[What to do]: Please return each line of the listing below that contains the string "panel". Case matters.

*****

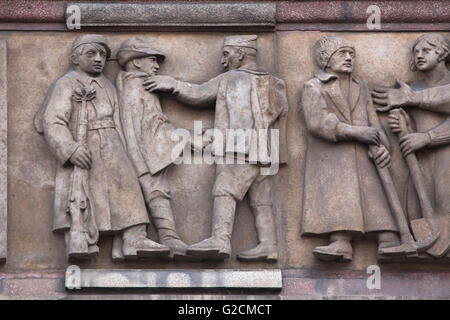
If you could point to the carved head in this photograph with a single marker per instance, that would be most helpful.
(335, 54)
(89, 53)
(428, 51)
(136, 54)
(238, 51)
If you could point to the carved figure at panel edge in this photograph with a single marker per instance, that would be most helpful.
(424, 132)
(245, 97)
(96, 188)
(348, 189)
(148, 134)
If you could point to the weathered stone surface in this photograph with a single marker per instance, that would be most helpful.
(32, 243)
(352, 15)
(177, 15)
(172, 279)
(3, 152)
(381, 58)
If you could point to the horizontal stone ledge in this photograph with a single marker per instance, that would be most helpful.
(77, 278)
(176, 15)
(392, 11)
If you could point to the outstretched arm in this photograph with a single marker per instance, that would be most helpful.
(435, 99)
(195, 95)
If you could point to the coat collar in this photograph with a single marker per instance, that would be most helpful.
(334, 92)
(87, 80)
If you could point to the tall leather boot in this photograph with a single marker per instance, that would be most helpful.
(339, 248)
(218, 246)
(164, 222)
(266, 250)
(136, 244)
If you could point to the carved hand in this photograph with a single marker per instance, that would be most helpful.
(160, 83)
(367, 135)
(413, 142)
(399, 122)
(146, 183)
(380, 155)
(81, 158)
(390, 98)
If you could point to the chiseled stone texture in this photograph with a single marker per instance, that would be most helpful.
(172, 279)
(37, 59)
(380, 58)
(177, 14)
(3, 152)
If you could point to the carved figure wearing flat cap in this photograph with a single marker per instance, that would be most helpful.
(343, 196)
(96, 189)
(244, 97)
(425, 138)
(148, 135)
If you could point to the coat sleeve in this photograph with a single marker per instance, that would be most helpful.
(198, 95)
(435, 99)
(320, 122)
(129, 102)
(374, 120)
(57, 114)
(440, 135)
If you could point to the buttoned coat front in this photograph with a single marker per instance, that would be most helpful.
(342, 190)
(116, 195)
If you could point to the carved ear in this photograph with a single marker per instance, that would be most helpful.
(136, 63)
(443, 54)
(73, 59)
(241, 54)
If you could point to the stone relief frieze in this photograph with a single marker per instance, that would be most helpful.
(114, 147)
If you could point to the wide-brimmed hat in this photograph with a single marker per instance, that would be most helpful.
(326, 46)
(136, 48)
(92, 38)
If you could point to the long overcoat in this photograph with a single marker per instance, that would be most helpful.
(342, 190)
(435, 161)
(148, 132)
(118, 202)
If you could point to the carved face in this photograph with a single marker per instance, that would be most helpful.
(148, 65)
(231, 58)
(342, 60)
(92, 59)
(426, 56)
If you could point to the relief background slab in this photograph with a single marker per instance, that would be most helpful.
(36, 59)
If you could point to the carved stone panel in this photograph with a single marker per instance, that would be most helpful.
(3, 152)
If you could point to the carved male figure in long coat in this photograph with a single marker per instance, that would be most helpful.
(343, 197)
(245, 97)
(115, 198)
(148, 134)
(427, 102)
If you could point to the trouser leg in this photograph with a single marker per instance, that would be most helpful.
(339, 248)
(218, 246)
(136, 243)
(162, 217)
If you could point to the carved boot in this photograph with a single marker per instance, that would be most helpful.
(116, 252)
(339, 249)
(387, 239)
(136, 244)
(164, 222)
(266, 250)
(218, 246)
(90, 252)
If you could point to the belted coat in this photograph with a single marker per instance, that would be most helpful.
(117, 199)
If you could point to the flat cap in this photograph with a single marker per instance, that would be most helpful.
(246, 41)
(326, 46)
(136, 48)
(92, 38)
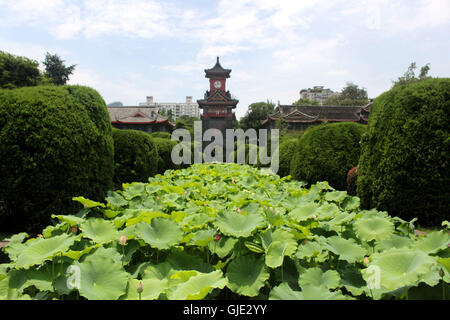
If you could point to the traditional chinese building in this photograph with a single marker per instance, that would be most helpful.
(302, 117)
(218, 104)
(145, 119)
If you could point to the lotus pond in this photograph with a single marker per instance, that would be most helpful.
(227, 231)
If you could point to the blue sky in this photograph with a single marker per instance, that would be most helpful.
(130, 49)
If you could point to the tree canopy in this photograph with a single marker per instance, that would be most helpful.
(56, 70)
(16, 71)
(410, 75)
(256, 113)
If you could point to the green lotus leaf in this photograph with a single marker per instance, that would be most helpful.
(115, 200)
(336, 196)
(238, 225)
(373, 228)
(100, 230)
(70, 219)
(161, 233)
(101, 278)
(269, 236)
(151, 289)
(88, 203)
(198, 286)
(304, 212)
(397, 268)
(309, 250)
(15, 245)
(394, 241)
(246, 275)
(327, 211)
(180, 260)
(41, 250)
(346, 249)
(309, 292)
(316, 277)
(222, 247)
(351, 203)
(133, 190)
(202, 238)
(284, 292)
(433, 242)
(277, 250)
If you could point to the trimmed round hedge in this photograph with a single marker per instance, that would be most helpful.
(135, 156)
(55, 144)
(163, 135)
(405, 155)
(326, 152)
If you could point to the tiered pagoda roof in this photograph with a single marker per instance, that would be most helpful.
(136, 115)
(217, 71)
(292, 113)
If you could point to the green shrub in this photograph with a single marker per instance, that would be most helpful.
(164, 147)
(159, 134)
(327, 152)
(405, 155)
(286, 149)
(55, 143)
(135, 156)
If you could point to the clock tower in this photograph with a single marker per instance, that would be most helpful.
(217, 104)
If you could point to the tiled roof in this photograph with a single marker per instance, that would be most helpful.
(217, 70)
(135, 115)
(292, 113)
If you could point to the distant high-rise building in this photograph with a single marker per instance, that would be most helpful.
(187, 108)
(317, 93)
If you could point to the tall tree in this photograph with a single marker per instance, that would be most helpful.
(256, 113)
(410, 75)
(16, 71)
(56, 69)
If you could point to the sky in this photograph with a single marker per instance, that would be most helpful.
(128, 50)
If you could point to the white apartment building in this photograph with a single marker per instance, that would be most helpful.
(317, 93)
(188, 108)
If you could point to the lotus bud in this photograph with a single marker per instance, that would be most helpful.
(140, 288)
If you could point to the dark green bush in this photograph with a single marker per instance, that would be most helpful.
(164, 135)
(164, 147)
(405, 155)
(326, 152)
(286, 149)
(55, 143)
(135, 156)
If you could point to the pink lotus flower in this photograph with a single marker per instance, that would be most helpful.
(140, 288)
(123, 240)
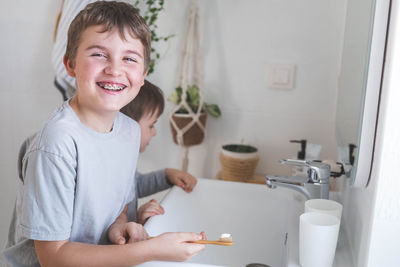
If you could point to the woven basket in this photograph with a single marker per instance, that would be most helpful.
(194, 135)
(236, 169)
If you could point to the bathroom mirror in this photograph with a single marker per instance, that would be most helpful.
(312, 47)
(359, 86)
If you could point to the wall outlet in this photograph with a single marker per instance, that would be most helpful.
(281, 76)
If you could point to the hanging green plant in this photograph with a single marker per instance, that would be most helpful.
(150, 9)
(193, 100)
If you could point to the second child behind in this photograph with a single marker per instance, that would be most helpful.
(146, 108)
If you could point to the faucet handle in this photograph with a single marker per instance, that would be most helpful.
(317, 170)
(295, 162)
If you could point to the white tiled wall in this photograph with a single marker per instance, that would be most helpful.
(239, 39)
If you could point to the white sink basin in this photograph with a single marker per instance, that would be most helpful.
(257, 217)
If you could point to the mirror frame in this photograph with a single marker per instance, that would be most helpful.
(361, 171)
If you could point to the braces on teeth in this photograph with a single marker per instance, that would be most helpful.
(112, 87)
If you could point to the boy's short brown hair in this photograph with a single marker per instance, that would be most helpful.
(149, 100)
(110, 14)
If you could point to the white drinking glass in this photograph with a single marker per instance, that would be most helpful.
(318, 235)
(324, 206)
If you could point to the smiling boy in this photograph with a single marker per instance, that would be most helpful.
(77, 173)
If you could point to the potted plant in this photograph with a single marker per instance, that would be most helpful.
(182, 117)
(150, 10)
(238, 162)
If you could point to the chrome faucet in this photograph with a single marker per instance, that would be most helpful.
(316, 185)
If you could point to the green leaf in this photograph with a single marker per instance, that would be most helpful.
(213, 110)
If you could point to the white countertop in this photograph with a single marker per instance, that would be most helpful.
(257, 217)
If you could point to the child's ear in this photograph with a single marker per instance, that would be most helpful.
(68, 66)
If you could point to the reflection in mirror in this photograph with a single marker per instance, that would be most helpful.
(240, 44)
(359, 85)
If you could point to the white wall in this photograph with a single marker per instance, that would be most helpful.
(235, 57)
(239, 39)
(27, 96)
(372, 214)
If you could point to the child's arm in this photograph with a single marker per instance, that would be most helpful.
(149, 209)
(180, 178)
(168, 246)
(122, 231)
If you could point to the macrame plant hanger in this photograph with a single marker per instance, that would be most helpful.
(190, 72)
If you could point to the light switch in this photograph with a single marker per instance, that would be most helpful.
(281, 76)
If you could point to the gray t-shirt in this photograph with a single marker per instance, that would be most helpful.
(74, 182)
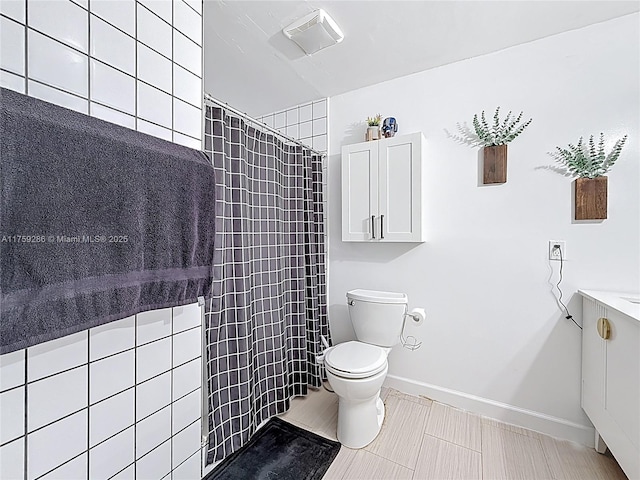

*****

[Answer to the exercise]:
If you could point to the carved figure at panel edge in this photograph with a single marker per instance, that would be most helpful.
If you could point to the carved stone panel in this photograph with a single marker per instance, that would be most helpful.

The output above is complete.